◆ Requirement ◆
Rewrite the rows from the beginning down through the line containing "x=222, y=155", replacing "marker" with "pin" and leaving all else unchanged.

◆ Records provided ◆
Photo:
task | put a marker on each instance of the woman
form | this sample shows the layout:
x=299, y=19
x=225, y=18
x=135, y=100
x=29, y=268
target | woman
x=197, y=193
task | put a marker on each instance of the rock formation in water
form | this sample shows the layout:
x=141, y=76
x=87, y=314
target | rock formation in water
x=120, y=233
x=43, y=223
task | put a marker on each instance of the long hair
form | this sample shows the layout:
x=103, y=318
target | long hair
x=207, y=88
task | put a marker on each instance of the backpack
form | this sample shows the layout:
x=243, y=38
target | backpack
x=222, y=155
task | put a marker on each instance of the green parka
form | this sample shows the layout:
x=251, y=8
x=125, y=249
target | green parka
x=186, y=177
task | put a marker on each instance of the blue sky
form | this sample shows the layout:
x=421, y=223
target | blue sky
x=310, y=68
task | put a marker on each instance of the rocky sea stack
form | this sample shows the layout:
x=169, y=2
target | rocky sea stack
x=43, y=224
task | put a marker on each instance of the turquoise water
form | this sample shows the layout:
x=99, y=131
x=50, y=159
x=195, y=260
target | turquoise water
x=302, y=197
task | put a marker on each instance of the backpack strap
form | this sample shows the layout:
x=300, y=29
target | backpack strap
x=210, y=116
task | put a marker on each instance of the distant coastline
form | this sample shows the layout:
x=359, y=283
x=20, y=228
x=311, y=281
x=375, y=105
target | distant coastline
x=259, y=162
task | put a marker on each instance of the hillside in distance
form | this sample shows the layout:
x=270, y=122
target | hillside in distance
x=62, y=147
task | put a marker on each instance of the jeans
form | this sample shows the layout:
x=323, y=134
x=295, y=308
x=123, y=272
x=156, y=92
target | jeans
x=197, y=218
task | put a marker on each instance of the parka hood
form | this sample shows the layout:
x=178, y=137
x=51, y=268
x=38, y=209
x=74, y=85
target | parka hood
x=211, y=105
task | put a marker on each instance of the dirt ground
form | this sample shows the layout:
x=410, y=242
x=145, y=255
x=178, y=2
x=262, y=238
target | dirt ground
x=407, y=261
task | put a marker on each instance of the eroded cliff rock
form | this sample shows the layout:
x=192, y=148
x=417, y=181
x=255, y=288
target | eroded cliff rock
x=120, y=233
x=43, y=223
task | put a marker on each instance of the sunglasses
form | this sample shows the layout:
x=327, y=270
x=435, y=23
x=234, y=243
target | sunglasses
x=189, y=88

◆ Reply to the exercise ◆
Photo:
task | put a pin on each instance of the woman
form | this sample shows the layout:
x=299, y=19
x=225, y=18
x=135, y=100
x=29, y=268
target | woman
x=197, y=193
task | put a pin on each instance of the rock formation in water
form | this sample shows the layout:
x=141, y=76
x=87, y=314
target | rock formation in water
x=120, y=233
x=43, y=223
task | put a pin on each instance of the long hair
form | this sample shows the layout:
x=103, y=318
target | long hair
x=207, y=88
task | put a pin on each instance of the backpack
form | this sample shows the layout:
x=243, y=38
target | backpack
x=222, y=155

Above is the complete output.